» Consignes
a) D'après le texte fourni, dans quel journal et à quelle date l'article de Mil Lorang a-t-il paru ?
b) Recopiez à l'identique le passage du texte fourni, en commençant par « Autre indice : la » et en poursuivant jusqu'à « aussi rapidement évacué. ».

» Texte fourni
◆ ◆ ◆ ◆ ◆

En cette année électorale, il semble que le gouvernement n’aime plus remettre en question le « master narrative » de la Seconde Guerre mondiale. Pour des raisons politiques, le progrès scientifique est nié.
« Titre racoleur », « pas une étude historique » sont les termes dans lesquels le premier ministre Xavier Bettel a décrit un article de Mil Lorang paru dans le Tageblatt du 1er décembre 2017, dans sa réponse à une question parlementaire de Franz Fayot qui demandait si « la recherche sur les Luxembourgeois enrôlés de force » ne devrait pas être approfondie. L’article en question, « Als die Luxemburger Armee das Land verließ – Wie Luxemburger in Osteuropa zu Teilnehmern am Judenmord wurden », ne comporte en effet, comme Bettel le souligne, aucun élément nouveau sur les 15 Luxembourgeois membres du « Polizei-Reserve-Bataillon 101 », impliqué dans l’exécution de Juifs polonais dans la région de Lublin et plus tard dans la déportation de ces derniers vers les camps d’extermination. Le fait que des anciens de la « Freiwëllegekompanie » ont assisté, voire participé à des crimes contre l’humanité ne fait aucun doute depuis la controverse entre Christopher Browning et Daniel Goldhagen au début des années 1990.
L’article de Lorang ne fait que remettre ce pan infâme de notre histoire au centre du débat. Et la réaction agressive du premier ministre résonne comme un lointain écho aux tempêtes médiatiques que dut traverser un Paul Cerf quand il osa publier les premiers livres sur le sort des Juifs au grand-duché, dans les années 1980 et 1990. Aux yeux des historiens de cette époque, Cerf n’était qu’un journaliste dépourvu de tout sérieux. On pensait que le temps où parler des épisodes pas glorieux de l’occupation vous exposait à la vindicte populaire était révolu – Xavier Bettel vient de prouver le contraire.
Autre indice : la brochure « À propos » récemment éditée sur l’histoire du grand-duché par le Service information et presse du gouvernement. Dans le – très succinct – chapitre dédié à la guerre, la collaboration a droit à une seule phrase : « Si le phénomène de la collaboration pendant l’occupation a existé, la majorité de la population fait cependant preuve d’une remarquable cohésion nationale. » Le sort des Juifs est lui aussi rapidement évacué.

◆ ◆ ◆ ◆ ◆

[Éléments enregistrés d'une collection]
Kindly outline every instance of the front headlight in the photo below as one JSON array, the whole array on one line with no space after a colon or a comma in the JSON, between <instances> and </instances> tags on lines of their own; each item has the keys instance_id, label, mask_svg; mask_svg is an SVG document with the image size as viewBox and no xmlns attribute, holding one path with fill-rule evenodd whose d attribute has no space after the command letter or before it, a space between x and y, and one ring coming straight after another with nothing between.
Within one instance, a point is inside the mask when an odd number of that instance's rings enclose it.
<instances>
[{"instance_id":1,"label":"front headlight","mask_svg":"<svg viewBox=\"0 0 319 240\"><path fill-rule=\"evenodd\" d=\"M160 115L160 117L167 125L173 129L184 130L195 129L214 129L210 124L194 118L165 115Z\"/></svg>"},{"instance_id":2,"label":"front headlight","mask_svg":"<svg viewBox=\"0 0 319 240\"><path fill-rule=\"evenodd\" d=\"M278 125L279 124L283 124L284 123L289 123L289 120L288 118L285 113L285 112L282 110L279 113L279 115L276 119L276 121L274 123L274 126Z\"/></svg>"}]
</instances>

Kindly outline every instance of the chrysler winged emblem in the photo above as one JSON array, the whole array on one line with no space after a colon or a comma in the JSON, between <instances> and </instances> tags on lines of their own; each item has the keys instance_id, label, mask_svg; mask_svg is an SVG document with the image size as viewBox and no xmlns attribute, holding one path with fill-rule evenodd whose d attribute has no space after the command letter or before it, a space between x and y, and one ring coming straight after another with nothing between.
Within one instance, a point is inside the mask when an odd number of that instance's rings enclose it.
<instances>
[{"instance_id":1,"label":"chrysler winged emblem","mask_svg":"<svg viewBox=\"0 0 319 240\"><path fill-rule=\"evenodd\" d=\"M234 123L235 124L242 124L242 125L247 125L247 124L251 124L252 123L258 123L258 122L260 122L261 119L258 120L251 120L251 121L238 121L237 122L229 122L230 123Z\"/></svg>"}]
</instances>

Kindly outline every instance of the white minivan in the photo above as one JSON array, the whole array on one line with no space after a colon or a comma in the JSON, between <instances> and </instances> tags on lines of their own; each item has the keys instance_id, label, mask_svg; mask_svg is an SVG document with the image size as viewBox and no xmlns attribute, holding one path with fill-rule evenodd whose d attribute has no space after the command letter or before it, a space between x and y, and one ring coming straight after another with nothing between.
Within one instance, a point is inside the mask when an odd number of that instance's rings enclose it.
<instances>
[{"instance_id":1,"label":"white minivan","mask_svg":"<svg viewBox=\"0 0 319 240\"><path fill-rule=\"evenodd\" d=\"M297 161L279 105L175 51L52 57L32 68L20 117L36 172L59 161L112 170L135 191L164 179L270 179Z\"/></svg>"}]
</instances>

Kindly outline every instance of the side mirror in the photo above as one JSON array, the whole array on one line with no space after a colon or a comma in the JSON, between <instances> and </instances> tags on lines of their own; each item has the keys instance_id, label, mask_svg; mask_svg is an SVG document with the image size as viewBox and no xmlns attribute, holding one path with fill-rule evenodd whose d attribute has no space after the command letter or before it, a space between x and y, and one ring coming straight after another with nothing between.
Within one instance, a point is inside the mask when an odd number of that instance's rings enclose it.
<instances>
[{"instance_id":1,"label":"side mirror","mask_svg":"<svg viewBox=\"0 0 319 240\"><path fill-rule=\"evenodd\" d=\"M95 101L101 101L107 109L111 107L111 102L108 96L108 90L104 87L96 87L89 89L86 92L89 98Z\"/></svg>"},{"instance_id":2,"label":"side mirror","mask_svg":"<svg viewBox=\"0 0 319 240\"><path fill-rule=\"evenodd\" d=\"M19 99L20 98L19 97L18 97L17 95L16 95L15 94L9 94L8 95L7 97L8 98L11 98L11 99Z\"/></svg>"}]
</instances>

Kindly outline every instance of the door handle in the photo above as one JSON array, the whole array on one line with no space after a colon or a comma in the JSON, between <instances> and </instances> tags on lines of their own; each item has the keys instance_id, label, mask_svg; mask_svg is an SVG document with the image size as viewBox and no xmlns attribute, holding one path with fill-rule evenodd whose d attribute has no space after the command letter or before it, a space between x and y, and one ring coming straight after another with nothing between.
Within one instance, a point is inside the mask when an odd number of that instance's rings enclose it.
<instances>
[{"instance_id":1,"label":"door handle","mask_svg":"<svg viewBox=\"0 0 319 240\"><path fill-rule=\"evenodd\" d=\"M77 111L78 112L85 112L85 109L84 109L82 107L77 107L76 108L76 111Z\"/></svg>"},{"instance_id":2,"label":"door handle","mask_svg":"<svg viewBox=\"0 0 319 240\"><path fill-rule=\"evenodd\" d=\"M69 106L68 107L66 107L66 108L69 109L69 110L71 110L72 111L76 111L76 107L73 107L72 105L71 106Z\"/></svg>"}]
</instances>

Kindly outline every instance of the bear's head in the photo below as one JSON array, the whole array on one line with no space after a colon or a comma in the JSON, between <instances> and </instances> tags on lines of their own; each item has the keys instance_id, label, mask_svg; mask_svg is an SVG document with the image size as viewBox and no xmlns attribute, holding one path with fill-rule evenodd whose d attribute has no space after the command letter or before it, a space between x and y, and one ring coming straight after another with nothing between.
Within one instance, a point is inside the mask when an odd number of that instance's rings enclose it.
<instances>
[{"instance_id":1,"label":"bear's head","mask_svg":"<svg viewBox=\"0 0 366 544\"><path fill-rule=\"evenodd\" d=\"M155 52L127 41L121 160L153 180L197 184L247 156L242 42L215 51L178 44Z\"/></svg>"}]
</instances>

◆ ◆ ◆ ◆ ◆

» Réponses commentées
a) Dans le Tageblatt du 1er décembre 2017.

b)
Autre indice : la brochure « À propos » récemment éditée sur l’histoire du grand-duché par le Service information et presse du gouvernement. Dans le – très succinct – chapitre dédié à la guerre, la collaboration a droit à une seule phrase : « Si le phénomène de la collaboration pendant l’occupation a existé, la majorité de la population fait cependant preuve d’une remarquable cohésion nationale. » Le sort des Juifs est lui aussi rapidement évacué.